◆ ASSIGNMENT:
For the material below, return exactly the lines starting at the line containing "black leggings, the" and ending at the line containing "the woman's other", both ends included, and no others.

◆ RECORDS SUPPLIED:
Segment Open
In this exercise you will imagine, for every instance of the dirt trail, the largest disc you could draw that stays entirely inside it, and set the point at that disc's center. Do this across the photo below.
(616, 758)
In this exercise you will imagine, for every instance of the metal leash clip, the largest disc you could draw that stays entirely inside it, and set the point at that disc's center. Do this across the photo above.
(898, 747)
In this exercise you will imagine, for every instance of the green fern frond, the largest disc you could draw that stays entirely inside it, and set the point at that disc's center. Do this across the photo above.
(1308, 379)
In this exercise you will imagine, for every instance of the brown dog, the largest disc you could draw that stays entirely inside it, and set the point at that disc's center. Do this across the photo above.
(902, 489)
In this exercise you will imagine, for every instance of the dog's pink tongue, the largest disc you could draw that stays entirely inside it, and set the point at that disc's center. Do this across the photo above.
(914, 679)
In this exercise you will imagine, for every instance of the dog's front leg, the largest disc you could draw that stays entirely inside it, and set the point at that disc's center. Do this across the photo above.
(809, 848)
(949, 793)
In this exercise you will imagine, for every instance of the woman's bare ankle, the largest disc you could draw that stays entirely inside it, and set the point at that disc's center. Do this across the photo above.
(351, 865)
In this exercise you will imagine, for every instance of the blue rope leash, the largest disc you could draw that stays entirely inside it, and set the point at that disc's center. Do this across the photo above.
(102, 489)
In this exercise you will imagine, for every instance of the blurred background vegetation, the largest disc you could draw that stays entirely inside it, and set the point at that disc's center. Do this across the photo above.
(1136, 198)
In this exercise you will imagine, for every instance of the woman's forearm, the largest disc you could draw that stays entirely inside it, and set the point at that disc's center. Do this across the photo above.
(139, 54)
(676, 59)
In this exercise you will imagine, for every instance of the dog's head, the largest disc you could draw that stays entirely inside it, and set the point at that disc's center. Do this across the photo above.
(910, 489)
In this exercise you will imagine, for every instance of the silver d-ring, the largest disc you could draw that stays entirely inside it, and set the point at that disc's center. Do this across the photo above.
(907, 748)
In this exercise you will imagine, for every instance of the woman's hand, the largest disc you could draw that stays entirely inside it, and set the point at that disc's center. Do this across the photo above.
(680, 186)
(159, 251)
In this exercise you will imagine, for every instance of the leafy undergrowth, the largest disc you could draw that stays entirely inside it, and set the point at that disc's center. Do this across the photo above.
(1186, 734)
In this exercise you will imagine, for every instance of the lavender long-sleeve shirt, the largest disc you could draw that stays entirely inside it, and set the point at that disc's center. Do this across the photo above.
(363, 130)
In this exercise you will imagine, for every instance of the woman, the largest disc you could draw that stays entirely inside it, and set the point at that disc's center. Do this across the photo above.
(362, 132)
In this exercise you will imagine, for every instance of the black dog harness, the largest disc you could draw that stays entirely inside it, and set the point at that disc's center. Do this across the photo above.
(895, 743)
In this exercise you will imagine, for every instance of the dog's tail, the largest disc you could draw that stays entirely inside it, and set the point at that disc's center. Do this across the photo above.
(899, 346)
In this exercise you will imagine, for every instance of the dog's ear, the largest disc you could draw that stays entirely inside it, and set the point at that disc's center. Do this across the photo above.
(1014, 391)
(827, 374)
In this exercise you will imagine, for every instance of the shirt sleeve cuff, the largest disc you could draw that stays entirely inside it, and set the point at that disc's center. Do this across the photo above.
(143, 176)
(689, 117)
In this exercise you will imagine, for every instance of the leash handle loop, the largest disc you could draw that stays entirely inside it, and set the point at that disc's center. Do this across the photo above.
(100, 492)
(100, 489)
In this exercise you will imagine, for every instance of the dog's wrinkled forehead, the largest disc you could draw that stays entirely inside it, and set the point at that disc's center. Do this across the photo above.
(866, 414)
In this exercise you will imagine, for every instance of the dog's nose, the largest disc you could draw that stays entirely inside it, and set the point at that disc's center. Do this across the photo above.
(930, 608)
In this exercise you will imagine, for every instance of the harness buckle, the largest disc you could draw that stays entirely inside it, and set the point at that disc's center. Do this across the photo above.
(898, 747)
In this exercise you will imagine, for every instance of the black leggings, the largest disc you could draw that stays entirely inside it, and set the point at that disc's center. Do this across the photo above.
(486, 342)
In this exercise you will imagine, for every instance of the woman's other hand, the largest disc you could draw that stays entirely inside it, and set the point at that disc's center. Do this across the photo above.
Segment Closed
Segment Open
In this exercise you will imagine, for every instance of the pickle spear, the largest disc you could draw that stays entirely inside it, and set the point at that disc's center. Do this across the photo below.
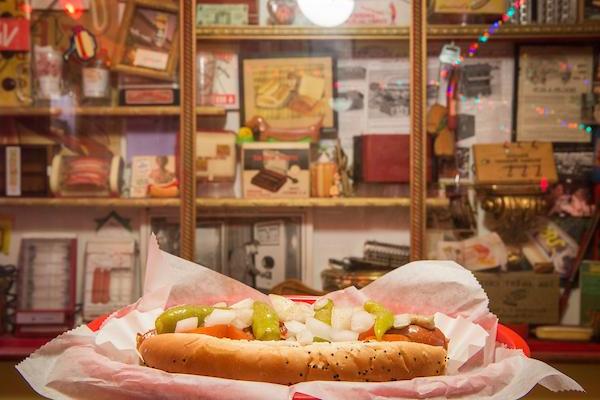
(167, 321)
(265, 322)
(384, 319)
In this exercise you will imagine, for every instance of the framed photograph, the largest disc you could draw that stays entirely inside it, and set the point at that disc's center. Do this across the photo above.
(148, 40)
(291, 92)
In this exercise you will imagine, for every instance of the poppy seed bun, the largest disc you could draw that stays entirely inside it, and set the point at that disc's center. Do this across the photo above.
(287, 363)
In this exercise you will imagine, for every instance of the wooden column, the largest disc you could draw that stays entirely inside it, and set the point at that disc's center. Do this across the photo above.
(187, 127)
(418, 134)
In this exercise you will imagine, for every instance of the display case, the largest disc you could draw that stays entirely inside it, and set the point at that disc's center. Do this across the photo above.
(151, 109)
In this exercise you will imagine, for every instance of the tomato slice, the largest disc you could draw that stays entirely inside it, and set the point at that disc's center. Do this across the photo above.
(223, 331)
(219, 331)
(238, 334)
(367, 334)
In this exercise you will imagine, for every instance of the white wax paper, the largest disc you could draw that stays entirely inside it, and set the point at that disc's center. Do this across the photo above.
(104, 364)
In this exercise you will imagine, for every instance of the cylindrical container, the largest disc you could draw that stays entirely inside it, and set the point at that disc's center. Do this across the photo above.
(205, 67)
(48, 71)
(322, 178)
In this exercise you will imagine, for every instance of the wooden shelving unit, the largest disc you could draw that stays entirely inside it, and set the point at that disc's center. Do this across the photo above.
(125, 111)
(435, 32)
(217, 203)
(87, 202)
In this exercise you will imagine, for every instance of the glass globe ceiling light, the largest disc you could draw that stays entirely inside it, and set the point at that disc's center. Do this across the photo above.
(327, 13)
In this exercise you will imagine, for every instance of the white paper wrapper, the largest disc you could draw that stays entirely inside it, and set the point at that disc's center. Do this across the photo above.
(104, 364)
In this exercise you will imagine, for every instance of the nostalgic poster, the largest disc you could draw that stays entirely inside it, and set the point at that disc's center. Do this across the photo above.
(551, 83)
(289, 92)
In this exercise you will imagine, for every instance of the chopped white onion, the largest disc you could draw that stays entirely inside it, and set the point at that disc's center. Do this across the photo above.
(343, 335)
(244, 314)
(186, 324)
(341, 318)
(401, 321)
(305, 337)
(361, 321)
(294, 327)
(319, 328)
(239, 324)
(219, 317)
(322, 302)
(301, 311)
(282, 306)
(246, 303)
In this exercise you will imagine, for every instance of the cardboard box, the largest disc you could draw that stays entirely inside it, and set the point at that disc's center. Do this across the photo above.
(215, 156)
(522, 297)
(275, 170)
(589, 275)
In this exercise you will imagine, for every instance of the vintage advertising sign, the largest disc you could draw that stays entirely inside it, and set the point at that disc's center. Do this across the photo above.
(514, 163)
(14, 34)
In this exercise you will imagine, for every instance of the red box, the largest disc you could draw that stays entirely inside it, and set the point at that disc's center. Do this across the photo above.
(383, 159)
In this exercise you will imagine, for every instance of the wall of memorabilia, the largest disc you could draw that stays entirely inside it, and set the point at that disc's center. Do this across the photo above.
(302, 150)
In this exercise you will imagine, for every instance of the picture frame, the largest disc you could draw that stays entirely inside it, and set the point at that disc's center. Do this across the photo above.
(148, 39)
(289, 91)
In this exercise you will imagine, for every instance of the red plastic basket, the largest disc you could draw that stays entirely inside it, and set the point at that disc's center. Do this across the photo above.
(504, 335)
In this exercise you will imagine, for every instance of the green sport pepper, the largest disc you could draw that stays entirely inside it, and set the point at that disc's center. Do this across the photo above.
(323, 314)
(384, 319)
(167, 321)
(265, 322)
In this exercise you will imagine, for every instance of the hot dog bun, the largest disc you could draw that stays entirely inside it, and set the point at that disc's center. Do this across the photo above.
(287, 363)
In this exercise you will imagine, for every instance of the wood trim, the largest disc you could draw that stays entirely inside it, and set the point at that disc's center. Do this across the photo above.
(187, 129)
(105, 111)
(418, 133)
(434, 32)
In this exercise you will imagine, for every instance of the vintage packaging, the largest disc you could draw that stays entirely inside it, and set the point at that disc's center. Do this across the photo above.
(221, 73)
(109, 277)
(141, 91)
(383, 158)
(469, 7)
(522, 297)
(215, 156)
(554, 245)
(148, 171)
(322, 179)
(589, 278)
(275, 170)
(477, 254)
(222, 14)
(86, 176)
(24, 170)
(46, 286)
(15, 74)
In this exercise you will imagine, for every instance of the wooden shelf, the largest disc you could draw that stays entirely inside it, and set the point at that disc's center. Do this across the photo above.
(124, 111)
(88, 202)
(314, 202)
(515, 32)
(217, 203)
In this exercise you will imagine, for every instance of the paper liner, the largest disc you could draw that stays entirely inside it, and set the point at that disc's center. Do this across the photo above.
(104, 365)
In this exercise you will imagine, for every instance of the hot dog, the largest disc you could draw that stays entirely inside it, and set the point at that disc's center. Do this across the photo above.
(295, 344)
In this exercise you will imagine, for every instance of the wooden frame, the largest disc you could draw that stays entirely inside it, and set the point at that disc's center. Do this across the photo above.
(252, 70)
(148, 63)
Segment Closed
Segment Open
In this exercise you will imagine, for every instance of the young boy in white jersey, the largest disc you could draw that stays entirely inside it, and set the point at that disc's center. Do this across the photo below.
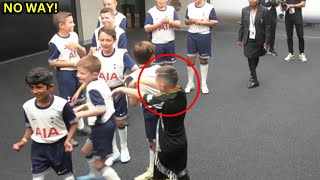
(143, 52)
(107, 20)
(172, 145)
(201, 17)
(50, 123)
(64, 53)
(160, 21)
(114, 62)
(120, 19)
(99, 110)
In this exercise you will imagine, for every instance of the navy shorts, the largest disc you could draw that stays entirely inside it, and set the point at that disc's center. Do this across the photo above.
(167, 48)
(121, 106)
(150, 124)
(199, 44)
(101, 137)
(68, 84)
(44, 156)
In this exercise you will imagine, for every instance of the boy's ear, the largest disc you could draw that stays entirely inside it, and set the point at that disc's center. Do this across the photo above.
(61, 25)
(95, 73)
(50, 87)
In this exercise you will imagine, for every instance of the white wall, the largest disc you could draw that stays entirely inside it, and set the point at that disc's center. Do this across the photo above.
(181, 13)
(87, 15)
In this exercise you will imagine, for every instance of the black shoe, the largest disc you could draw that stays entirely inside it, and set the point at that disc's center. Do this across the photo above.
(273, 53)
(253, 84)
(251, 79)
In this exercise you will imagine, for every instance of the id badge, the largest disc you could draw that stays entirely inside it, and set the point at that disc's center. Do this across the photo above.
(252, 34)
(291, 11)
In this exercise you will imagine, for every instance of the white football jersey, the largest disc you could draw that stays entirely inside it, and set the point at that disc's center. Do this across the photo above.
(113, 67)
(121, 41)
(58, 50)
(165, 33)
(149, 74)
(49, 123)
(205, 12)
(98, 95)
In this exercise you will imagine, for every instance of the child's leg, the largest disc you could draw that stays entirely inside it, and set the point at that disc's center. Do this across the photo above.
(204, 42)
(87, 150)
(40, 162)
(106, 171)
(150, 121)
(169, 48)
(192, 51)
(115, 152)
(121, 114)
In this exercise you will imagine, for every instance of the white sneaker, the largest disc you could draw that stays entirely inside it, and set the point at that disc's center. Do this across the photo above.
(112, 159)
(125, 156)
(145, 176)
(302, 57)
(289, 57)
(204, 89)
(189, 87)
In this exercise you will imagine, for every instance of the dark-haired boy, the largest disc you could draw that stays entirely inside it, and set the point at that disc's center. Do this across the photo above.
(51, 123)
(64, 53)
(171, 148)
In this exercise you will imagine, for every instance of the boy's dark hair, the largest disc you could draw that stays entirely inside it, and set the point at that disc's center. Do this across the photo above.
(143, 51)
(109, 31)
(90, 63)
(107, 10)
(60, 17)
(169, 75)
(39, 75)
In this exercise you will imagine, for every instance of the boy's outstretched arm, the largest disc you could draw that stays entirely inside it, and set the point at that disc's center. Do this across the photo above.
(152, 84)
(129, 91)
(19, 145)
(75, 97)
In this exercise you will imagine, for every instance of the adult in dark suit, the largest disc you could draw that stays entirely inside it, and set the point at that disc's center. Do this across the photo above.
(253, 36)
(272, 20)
Segment Closed
◆ EXERCISE RESPONSE:
In this exercise you will imagine, for every instance of the black leggings, the largest disc you could draw that stays entirely inside it, and set the point at that disc's center. Do this across the photo above.
(486, 342)
In this exercise you will imagine, for every instance of the woman's other hand, the largest disc you could draw that stays entirely inside it, and set the point at that disc's center. Do this across the photo above.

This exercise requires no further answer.